Excerpts from a location annotation dataset |
>> BEGIN

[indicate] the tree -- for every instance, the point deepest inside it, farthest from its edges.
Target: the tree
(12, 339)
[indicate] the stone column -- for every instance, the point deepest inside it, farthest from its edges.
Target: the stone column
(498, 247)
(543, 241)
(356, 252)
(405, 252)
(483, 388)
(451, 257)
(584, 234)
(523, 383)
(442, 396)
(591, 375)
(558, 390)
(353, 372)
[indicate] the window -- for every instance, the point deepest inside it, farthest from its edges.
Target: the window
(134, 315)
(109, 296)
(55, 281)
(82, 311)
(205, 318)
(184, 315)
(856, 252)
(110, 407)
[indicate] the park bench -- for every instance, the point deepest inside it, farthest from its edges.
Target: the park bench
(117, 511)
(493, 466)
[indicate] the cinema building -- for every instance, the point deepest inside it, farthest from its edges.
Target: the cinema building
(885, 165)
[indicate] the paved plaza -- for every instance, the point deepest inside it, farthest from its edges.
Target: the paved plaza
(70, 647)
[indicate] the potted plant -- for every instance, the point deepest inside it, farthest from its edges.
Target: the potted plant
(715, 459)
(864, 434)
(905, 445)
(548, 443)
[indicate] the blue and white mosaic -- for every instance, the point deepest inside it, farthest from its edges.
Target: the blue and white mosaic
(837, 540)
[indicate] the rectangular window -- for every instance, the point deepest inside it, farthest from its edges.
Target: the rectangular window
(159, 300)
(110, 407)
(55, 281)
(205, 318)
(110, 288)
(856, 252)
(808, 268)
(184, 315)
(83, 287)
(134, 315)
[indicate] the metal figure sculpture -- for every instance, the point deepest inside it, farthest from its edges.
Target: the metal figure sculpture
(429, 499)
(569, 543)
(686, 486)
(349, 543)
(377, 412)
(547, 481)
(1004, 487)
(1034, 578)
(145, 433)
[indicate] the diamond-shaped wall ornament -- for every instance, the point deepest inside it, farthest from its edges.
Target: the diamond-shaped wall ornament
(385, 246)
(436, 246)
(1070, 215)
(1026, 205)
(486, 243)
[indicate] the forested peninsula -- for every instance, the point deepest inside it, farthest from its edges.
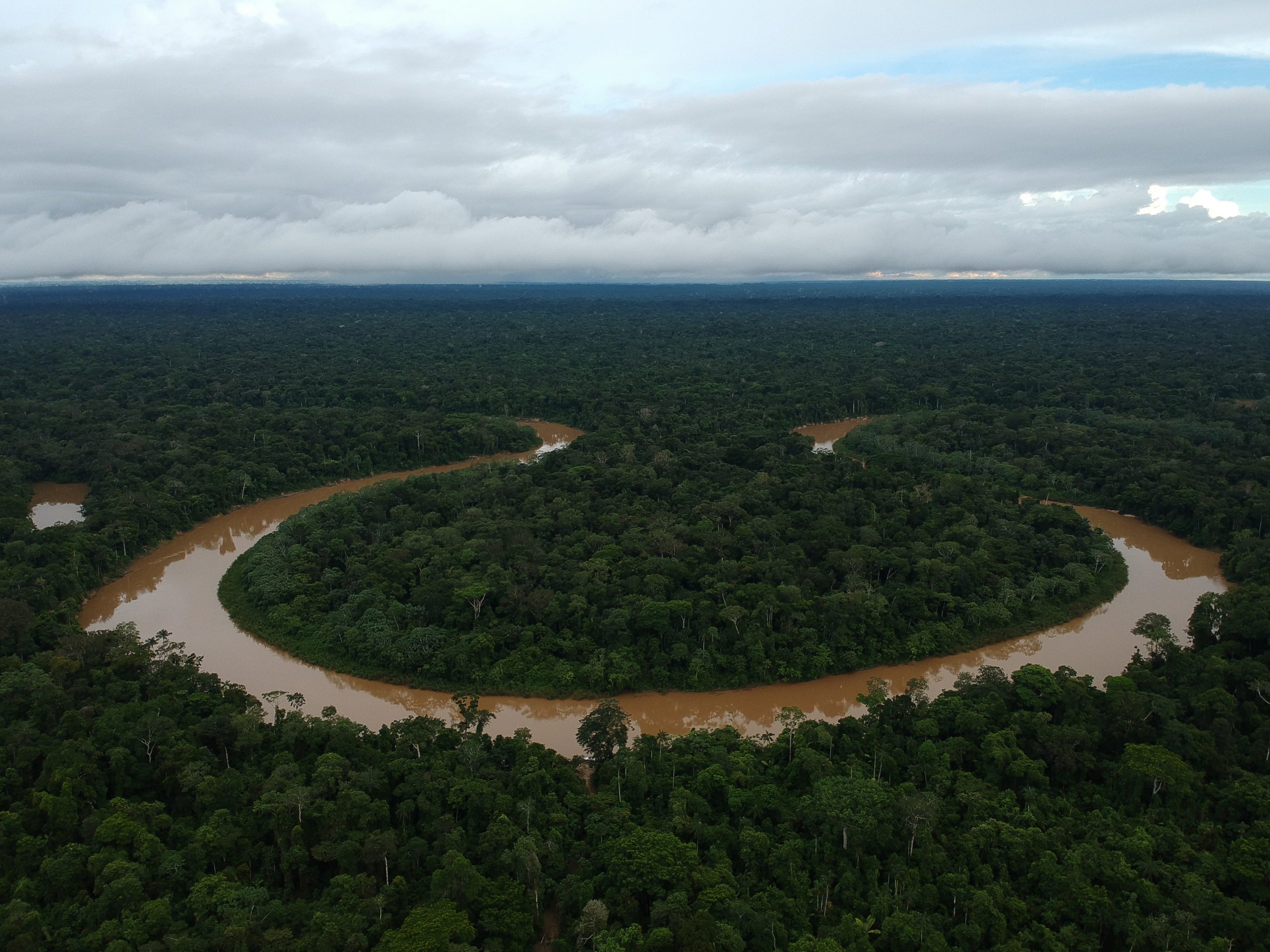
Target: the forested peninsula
(146, 805)
(636, 559)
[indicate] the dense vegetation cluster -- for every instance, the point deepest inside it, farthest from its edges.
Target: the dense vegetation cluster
(148, 806)
(636, 560)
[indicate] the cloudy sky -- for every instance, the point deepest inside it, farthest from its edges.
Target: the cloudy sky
(558, 140)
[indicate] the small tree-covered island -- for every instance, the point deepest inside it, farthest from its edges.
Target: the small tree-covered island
(688, 541)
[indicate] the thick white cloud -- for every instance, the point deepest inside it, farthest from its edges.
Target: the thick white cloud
(273, 137)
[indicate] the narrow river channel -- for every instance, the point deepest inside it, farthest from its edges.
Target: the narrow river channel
(175, 588)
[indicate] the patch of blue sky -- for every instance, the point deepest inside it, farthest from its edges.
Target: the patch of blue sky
(1251, 197)
(1046, 66)
(1066, 69)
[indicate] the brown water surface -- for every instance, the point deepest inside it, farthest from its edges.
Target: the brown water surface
(826, 434)
(175, 588)
(56, 503)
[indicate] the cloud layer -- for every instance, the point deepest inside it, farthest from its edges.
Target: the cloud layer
(403, 155)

>> END

THE PROBLEM | Print every item above again, word for word, from start to finish. Leave out the pictures.

RESPONSE TO THE EXERCISE |
[indicate] the tree -- for every instance, the point deepest inside it, farthest from its edges.
Target: the tree
(12, 339)
[indicate] the stone column -- for every instance, the point deepest inside it, farthest from its edges.
Target: the stone column
(498, 247)
(543, 241)
(356, 252)
(405, 252)
(483, 388)
(451, 257)
(584, 234)
(523, 383)
(442, 396)
(591, 375)
(558, 390)
(353, 372)
[indicate] the window -- for every instance, the point deepest inside it, farthest from its edges.
Target: the window
(134, 315)
(109, 296)
(55, 281)
(82, 311)
(205, 318)
(184, 315)
(856, 252)
(110, 407)
[indicate] the park bench -- for every instance, the point deepest inside it, farthest from its edges.
Target: the park bench
(117, 511)
(493, 466)
[indicate] the cinema building -- for every instance, the point deepest inside it, farthest from its edges.
Target: the cinema building
(885, 165)
[indicate] the paved plaza -- for every instance, the point deepest inside it, farthest from its edges.
Target: the paved plaza
(70, 647)
[indicate] the potted plant -- for every instance, the point deepest inside it, farthest from its edges.
Target: the potted plant
(715, 459)
(864, 434)
(905, 445)
(548, 443)
[indicate] the blue and white mosaic -- for every instance, the point deepest inside it, farthest from its edges.
Target: the blue and white mosaic
(837, 540)
[indicate] the rectangular window -- for every instance, the point deepest inside it, farthest from its edges.
Target: the rectangular window
(159, 300)
(110, 407)
(55, 281)
(205, 318)
(110, 288)
(856, 252)
(808, 268)
(184, 315)
(83, 287)
(134, 315)
[indicate] the metal figure sculpture -- for every instance, the point deepest inside it, farthest from its edges.
Target: the metal figure sculpture
(429, 499)
(569, 543)
(686, 486)
(349, 543)
(377, 412)
(547, 481)
(1004, 487)
(1034, 578)
(145, 433)
[indicate] the diamond-shaped wall ornament -- for every instance, the point deepest inside it, farthest from its edges.
Target: the diamond-shaped wall ornament
(385, 246)
(436, 246)
(1070, 215)
(1026, 205)
(486, 243)
[indicate] the forested peninsula -- for every instance, the point deepest inside it, farthest from its edges.
Target: the forested peninsula
(146, 805)
(636, 559)
[indicate] the dense vegetation cluster -- for every instance, the point deepest inside it, farthest from its edges.
Target: the dense vegetation cluster
(148, 806)
(636, 560)
[indicate] the cloudy sky -- for every instance, the point deepest inside it, farthest from its edges.
Target: the cloudy sky
(558, 140)
[indicate] the small tree-covered island -- for every instance, the point deepest inside it, farthest from its edges.
Target: the small tree-covered island
(688, 541)
[indicate] the thick white cloud -- for every instance, the point deepest inside it, farthest from its edges.
Target: the thick white cloud
(273, 137)
[indicate] the narrow river channel -- for every instance, the point deepest inside it, farthest from its edges.
Target: the narrow river channel
(175, 588)
[indicate] the patch of blue sky -- for every instance, the point deepest inside it, farthest from its edges.
Target: the patch of blue sky
(1251, 197)
(1046, 66)
(1066, 69)
[indicate] the brown water surface -- for every instance, the point deepest inside it, farthest from its edges.
Target: the brown water surface
(826, 434)
(175, 588)
(56, 503)
[indicate] the cloud layer -- for every instance, the point deepest inside it, farthest from its edges.
Target: the cloud layer
(403, 155)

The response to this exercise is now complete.